WHAT IS REQUIRED – Across all the records, filter for lines with the word "overcast" and copy them.

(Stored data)
>>>>

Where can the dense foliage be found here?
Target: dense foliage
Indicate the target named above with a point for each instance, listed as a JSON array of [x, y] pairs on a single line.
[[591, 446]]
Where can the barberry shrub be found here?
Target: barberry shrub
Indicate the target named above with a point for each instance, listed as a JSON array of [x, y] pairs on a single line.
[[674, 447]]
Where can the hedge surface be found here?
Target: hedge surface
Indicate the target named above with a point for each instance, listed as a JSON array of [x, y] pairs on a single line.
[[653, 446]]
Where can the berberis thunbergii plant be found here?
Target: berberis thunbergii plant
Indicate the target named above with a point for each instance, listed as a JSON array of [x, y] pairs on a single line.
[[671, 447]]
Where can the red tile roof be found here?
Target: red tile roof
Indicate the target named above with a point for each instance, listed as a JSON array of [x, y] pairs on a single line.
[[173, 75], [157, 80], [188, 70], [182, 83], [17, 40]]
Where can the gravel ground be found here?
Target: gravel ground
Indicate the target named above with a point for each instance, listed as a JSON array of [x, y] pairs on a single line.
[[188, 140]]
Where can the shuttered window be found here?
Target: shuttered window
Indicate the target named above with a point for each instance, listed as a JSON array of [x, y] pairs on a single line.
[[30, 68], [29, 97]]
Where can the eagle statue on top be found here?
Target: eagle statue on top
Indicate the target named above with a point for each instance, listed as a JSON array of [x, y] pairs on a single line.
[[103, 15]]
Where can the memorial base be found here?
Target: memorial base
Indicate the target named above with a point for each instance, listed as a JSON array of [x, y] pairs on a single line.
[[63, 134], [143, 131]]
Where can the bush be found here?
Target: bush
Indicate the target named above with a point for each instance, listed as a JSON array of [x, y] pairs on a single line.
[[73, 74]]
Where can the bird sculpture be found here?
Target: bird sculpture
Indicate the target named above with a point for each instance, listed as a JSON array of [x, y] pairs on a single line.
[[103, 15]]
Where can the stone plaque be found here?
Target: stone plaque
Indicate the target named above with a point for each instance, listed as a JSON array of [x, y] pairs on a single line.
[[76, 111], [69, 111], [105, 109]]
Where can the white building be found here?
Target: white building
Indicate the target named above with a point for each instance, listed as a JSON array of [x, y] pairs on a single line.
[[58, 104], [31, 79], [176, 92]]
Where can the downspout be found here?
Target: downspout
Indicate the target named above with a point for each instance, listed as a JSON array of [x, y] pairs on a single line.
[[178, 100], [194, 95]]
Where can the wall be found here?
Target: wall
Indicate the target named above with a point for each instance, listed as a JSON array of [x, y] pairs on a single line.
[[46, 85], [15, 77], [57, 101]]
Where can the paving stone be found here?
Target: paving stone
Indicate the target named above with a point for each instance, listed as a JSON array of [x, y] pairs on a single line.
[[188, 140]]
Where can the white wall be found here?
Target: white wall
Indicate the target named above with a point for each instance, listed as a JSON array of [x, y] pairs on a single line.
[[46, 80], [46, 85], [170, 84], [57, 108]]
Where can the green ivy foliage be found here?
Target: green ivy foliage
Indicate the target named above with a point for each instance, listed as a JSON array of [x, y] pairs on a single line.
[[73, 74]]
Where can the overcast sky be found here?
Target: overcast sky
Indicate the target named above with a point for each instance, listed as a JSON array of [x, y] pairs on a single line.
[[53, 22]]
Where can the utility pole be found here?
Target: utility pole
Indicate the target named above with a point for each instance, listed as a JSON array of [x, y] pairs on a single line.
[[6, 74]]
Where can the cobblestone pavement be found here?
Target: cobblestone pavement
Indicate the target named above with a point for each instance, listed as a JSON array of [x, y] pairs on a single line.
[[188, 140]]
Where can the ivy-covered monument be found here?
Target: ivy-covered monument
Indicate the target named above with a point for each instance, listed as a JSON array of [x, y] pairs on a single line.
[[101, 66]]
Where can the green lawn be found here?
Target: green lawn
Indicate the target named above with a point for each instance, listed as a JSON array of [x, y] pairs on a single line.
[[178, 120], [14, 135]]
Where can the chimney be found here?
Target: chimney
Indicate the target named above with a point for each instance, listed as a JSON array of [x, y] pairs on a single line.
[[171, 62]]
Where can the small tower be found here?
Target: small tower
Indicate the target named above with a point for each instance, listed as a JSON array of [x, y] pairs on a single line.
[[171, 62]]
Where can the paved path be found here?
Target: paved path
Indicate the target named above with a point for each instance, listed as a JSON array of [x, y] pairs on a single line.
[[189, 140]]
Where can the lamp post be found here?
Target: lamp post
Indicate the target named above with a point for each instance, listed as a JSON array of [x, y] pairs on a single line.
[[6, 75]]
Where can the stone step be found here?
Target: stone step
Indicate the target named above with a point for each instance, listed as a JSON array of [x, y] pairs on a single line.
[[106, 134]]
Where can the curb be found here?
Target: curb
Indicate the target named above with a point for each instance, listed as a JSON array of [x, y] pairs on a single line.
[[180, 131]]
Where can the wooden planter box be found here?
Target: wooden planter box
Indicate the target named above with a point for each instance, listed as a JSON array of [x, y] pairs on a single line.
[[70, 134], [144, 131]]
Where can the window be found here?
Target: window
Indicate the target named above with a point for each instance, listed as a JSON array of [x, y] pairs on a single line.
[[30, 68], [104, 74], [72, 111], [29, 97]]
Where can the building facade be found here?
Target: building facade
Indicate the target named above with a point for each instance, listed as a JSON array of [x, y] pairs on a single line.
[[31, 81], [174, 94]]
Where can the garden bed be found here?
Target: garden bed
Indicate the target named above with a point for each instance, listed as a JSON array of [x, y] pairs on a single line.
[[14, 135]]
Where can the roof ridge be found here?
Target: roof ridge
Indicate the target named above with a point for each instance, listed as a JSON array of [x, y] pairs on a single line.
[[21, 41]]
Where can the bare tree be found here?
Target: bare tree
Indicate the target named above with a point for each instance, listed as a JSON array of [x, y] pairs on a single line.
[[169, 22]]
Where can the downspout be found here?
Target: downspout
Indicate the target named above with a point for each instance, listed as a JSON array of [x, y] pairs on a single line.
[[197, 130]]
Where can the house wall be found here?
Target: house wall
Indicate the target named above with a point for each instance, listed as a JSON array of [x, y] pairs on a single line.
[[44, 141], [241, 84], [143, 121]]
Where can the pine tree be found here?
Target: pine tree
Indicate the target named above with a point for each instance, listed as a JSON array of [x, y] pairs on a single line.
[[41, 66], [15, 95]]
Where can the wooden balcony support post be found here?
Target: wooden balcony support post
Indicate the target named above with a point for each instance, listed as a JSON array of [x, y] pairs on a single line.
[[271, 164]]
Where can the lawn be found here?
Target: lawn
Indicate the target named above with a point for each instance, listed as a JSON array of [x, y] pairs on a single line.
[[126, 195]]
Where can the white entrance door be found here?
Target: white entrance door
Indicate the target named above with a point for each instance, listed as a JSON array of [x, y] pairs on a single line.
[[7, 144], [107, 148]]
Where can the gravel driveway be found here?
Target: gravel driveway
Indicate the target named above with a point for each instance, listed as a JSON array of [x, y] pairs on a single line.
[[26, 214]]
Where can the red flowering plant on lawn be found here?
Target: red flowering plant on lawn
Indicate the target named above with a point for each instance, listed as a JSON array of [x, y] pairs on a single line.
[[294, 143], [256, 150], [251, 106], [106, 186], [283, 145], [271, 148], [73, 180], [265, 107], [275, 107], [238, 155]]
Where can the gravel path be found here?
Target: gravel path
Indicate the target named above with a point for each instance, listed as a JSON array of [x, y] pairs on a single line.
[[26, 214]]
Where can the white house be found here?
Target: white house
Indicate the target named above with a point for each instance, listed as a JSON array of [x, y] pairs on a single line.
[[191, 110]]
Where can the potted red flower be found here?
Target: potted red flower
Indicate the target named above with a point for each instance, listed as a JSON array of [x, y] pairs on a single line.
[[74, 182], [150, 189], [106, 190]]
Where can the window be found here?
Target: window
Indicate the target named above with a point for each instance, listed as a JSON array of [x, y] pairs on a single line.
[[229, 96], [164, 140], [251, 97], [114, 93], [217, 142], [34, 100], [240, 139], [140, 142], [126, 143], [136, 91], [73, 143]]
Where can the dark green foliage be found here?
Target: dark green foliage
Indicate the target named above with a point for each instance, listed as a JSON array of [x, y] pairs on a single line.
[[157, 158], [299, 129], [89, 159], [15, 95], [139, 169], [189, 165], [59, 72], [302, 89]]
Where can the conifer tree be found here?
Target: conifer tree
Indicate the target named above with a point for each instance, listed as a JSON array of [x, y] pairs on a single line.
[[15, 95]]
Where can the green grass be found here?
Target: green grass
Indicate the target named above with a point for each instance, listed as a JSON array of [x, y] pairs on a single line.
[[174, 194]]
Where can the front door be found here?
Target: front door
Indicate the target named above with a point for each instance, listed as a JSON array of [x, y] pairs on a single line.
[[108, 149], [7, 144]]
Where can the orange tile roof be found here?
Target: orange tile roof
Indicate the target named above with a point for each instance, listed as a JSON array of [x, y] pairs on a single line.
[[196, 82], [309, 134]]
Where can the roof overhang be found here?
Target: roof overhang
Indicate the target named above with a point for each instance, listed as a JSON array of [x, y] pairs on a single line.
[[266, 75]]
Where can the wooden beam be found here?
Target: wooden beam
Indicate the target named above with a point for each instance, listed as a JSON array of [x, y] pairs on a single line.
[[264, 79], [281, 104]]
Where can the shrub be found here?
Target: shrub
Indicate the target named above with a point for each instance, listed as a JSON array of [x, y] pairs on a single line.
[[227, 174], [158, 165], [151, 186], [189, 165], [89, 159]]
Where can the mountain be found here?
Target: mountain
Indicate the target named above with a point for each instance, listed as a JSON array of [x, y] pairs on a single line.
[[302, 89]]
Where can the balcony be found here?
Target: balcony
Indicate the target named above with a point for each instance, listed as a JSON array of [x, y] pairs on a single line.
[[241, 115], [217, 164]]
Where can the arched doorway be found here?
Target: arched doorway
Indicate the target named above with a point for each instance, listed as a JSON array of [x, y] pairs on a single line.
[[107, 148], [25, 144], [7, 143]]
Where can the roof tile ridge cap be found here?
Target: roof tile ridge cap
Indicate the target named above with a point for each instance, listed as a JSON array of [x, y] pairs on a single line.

<<<<

RESPONSE AREA –
Where can the overcast sky be found here?
Target: overcast sky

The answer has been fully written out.